── Stored rows ──

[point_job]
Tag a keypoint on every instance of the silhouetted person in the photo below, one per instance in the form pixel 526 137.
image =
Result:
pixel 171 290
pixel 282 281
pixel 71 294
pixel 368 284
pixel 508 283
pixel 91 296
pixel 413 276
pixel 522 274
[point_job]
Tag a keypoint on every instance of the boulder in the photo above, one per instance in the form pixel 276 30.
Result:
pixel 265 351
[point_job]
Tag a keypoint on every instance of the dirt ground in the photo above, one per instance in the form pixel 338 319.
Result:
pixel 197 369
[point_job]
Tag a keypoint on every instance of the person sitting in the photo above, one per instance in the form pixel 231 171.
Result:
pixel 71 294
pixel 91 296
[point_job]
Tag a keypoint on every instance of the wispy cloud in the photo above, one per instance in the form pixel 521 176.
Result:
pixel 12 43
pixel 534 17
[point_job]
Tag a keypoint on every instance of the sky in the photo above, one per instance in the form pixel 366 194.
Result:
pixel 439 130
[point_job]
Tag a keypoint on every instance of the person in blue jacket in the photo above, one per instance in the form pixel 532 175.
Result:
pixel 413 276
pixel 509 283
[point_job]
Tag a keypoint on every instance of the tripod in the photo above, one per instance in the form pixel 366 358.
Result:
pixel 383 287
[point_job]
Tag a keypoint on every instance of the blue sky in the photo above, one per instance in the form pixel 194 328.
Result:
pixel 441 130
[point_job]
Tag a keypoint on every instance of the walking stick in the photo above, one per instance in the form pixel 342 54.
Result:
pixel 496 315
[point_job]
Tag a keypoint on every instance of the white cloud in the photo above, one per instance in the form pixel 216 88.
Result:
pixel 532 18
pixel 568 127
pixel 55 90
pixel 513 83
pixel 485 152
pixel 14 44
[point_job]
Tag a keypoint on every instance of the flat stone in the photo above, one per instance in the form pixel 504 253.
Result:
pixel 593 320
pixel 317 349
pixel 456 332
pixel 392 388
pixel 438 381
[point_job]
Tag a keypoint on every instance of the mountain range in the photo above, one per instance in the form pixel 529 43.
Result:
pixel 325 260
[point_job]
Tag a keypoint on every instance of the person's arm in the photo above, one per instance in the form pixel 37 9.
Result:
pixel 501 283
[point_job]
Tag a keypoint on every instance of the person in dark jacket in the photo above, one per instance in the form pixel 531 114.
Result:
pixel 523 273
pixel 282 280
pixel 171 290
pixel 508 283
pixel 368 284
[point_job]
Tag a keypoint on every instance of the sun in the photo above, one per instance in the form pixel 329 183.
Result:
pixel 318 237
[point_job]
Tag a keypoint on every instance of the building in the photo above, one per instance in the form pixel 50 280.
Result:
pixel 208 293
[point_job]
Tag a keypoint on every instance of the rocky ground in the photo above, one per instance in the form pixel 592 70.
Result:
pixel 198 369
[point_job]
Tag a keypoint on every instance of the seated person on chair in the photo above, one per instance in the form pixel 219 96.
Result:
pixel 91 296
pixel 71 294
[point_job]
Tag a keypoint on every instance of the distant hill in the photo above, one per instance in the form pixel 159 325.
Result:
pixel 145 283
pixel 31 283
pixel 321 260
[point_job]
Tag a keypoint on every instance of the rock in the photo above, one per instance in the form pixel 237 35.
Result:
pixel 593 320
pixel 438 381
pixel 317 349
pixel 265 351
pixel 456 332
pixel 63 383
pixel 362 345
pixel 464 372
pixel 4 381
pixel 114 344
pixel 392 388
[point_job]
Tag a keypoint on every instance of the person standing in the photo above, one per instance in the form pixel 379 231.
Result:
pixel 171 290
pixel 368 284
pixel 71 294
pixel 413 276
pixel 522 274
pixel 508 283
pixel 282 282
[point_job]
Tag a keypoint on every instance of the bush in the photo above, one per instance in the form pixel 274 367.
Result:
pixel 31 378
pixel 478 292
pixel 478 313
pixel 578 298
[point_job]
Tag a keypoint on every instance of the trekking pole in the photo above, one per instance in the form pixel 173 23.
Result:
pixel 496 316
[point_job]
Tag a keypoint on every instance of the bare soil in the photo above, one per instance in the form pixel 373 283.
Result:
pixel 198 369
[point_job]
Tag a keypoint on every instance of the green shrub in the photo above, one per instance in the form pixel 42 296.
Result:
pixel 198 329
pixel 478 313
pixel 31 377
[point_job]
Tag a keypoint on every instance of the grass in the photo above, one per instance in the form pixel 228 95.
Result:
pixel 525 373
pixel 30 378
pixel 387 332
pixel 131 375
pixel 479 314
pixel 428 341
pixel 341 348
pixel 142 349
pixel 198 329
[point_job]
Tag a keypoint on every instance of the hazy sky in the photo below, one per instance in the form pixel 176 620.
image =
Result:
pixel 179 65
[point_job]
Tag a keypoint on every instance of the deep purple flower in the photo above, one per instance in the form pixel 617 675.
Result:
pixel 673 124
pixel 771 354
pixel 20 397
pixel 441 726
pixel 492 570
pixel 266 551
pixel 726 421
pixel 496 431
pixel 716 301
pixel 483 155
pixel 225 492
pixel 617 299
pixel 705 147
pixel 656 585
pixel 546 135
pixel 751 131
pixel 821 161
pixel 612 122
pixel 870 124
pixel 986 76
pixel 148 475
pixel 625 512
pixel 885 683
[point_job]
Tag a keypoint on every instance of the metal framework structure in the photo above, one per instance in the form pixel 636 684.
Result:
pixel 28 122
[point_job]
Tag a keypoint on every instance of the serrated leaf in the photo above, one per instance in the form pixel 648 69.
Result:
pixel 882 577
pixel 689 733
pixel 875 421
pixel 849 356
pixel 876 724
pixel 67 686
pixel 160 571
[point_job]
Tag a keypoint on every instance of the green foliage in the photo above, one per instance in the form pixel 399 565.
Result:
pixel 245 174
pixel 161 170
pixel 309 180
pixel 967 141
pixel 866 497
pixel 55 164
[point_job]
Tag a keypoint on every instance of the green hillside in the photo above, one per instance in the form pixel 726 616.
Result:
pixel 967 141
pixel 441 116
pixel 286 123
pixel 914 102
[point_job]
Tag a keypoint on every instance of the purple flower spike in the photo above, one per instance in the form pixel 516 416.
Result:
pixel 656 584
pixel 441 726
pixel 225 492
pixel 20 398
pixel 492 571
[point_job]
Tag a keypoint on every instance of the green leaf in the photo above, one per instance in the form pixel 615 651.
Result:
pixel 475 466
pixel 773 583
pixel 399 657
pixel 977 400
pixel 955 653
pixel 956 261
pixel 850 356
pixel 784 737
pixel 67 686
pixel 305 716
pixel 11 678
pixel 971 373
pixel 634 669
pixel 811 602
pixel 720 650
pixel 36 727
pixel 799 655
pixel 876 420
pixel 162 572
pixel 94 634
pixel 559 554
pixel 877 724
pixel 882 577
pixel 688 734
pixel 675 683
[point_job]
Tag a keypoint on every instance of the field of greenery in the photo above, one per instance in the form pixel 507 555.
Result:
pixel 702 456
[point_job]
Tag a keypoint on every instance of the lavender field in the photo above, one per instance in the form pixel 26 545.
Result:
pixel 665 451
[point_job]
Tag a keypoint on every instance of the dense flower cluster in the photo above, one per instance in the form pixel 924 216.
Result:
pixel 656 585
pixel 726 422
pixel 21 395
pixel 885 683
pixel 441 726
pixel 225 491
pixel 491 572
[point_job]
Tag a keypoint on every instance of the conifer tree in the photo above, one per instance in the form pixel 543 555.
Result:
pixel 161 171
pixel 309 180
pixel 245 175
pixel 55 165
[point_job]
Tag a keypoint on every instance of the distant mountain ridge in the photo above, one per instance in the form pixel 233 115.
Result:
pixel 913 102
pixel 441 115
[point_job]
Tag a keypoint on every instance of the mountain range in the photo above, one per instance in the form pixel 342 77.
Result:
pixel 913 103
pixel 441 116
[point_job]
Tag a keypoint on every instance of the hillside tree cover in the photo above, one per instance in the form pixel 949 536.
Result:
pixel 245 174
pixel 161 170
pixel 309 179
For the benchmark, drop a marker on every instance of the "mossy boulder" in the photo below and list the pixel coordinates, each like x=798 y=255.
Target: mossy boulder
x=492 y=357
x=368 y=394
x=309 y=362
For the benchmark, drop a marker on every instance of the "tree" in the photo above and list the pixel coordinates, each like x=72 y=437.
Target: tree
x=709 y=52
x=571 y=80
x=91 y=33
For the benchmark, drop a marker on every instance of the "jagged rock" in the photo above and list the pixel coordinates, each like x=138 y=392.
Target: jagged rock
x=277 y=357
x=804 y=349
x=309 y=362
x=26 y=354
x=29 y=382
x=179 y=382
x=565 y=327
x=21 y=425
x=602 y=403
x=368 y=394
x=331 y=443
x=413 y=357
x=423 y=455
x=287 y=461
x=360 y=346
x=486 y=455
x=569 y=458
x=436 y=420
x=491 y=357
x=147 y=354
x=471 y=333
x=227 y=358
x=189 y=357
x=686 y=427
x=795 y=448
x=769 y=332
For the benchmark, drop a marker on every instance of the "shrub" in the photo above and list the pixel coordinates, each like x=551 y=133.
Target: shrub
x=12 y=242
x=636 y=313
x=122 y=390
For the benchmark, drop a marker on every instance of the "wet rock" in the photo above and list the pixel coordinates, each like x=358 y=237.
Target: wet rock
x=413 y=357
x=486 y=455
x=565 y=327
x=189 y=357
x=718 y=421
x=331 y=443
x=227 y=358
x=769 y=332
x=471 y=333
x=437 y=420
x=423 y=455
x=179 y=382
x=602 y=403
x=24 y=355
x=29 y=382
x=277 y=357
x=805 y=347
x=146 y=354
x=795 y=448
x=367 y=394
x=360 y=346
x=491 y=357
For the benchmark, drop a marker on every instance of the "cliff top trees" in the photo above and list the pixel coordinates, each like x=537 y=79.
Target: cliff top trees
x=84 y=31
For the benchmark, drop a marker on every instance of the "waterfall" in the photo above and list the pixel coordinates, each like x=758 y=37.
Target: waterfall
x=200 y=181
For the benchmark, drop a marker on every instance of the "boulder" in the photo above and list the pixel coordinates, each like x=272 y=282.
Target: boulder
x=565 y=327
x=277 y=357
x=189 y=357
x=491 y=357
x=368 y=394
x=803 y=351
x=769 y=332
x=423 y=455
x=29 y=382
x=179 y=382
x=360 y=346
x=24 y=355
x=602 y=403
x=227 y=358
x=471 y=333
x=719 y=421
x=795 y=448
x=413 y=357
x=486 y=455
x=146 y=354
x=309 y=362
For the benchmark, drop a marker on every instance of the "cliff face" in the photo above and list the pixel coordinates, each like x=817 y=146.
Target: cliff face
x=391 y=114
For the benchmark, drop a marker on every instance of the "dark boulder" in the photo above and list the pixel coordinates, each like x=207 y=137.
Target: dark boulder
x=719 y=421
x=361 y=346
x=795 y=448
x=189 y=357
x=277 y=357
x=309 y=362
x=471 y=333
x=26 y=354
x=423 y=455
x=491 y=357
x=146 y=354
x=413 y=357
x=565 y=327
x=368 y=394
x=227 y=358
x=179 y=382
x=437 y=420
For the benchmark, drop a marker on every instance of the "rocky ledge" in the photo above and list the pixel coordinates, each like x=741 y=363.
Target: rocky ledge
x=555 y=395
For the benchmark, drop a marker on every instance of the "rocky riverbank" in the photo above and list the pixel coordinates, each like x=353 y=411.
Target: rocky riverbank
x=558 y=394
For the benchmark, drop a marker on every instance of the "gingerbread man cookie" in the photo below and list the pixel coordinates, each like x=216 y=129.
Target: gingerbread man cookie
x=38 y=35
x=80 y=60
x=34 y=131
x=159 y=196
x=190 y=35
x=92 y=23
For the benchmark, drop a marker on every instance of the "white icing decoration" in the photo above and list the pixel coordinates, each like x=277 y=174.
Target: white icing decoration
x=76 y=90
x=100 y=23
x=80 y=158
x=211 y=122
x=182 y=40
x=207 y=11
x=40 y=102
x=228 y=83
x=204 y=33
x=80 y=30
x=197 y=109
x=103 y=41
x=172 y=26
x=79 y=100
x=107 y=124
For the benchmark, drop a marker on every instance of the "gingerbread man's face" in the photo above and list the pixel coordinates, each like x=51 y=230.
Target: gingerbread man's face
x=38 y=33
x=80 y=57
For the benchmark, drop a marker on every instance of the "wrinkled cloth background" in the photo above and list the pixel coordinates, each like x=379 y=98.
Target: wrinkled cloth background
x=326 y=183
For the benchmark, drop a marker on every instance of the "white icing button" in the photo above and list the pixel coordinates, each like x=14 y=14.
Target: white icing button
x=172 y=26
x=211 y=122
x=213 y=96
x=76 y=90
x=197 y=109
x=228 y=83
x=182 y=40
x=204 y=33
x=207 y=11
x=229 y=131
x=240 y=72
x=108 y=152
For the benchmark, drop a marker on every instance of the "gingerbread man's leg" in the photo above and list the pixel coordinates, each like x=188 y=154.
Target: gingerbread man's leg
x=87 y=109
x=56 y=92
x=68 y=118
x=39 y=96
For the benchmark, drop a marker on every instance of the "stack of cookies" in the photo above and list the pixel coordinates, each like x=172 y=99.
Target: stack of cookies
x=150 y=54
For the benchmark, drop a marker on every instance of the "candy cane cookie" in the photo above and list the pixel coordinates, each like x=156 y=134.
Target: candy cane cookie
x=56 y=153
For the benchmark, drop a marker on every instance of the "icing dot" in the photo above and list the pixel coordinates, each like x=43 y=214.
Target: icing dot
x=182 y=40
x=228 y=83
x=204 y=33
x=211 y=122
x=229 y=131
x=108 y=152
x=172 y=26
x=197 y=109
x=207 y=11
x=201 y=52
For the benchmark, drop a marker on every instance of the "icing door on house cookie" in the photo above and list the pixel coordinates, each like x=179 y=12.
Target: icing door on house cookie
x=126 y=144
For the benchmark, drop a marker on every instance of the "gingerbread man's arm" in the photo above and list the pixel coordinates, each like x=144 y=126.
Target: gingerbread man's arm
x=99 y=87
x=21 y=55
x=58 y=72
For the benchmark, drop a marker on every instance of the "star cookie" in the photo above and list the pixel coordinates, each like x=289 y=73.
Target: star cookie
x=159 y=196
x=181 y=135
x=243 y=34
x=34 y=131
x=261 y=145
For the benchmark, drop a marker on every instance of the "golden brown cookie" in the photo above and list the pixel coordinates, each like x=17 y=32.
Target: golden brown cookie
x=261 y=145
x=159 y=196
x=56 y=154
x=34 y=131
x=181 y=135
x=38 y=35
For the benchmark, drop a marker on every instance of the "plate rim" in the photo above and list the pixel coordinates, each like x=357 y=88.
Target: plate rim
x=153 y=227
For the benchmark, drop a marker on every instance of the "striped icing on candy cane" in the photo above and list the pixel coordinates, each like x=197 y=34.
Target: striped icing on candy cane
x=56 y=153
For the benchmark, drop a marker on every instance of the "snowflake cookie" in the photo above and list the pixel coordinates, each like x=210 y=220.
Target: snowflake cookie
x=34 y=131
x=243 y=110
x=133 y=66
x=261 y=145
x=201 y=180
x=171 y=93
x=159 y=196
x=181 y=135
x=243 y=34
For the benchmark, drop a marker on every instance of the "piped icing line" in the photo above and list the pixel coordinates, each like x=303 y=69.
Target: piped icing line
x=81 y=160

───

Put everything in the records above, from the first line down to and including the line containing "pixel 439 130", into a JSON list of strings, one string per line, skipping blank lines.

_Correct output:_
[
  "[point_job]",
  "Tag a keypoint on every instance of the silhouetted person in the photo below, one per instance in the form pixel 526 137.",
  "image =",
  "Result:",
  "pixel 171 290",
  "pixel 282 281",
  "pixel 71 294",
  "pixel 368 284",
  "pixel 508 283",
  "pixel 91 296",
  "pixel 413 276",
  "pixel 522 274",
  "[point_job]",
  "Tag a keypoint on every instance of the boulder in the photo above, one per instance in the form pixel 276 30.",
  "Result:",
  "pixel 265 351",
  "[point_job]",
  "Tag a keypoint on every instance of the dirt ground in the photo above, one per instance in the form pixel 338 319.",
  "Result:",
  "pixel 197 369",
  "[point_job]",
  "Tag a keypoint on every instance of the person sitting in the photo above, one per instance in the form pixel 231 171.",
  "Result:",
  "pixel 71 294",
  "pixel 91 296",
  "[point_job]",
  "Tag a keypoint on every instance of the wispy cloud in the photo above, one per instance in the form pixel 521 176.",
  "Result:",
  "pixel 12 43",
  "pixel 534 17",
  "[point_job]",
  "Tag a keypoint on every instance of the sky in the photo above, one per instance in the form pixel 366 194.",
  "Result:",
  "pixel 439 130"
]